- _Short problem_
Could you update the records below, replacing every "Where can you spot" with "Where do you see" and keeping everything else the same? Leave the pictures out of your version.

- _Stored records_
»»
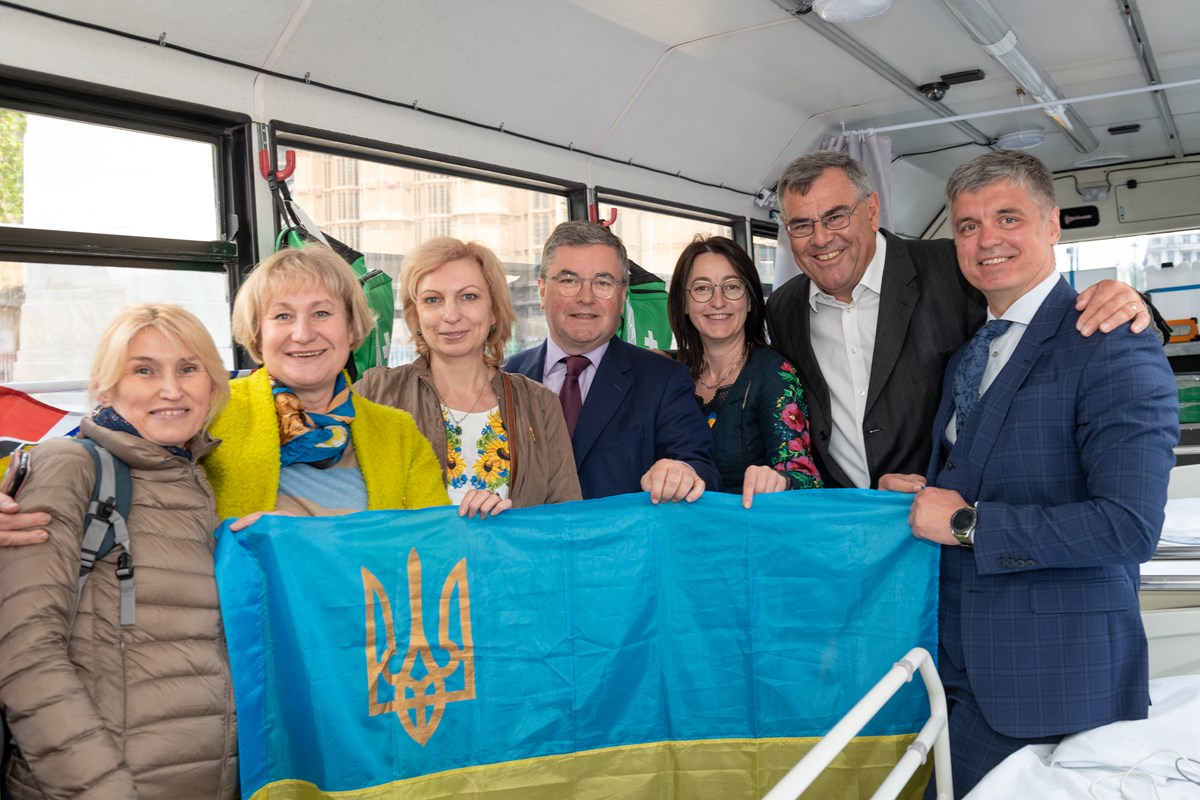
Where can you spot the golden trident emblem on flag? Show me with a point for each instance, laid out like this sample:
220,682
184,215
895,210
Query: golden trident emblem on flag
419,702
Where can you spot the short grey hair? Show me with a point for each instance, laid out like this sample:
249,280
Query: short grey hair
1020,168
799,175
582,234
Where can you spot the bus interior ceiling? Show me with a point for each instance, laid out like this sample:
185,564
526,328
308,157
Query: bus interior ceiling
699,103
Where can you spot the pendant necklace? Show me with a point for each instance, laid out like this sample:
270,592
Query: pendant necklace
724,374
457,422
««
- _In response_
Where do you see the golden trident emblem on flag? Show me with a point for each instance, laid out like this sample:
220,682
184,215
895,210
Query: golden trident emblem on flag
419,702
Where do you see the short grey hair? Show me with a point for each instance, laid out like this sample:
249,280
Query: short grey hair
1020,168
799,175
582,234
Where do you see the bus interior ceiling? Show me with a point for each instance, laid out like this sample:
185,564
526,328
308,157
Query: bus interior ceiling
699,103
Where do you see the pendant necklace? Show me with a point for each instance, laid out like this sample:
270,592
Query: pendant necklace
724,374
457,422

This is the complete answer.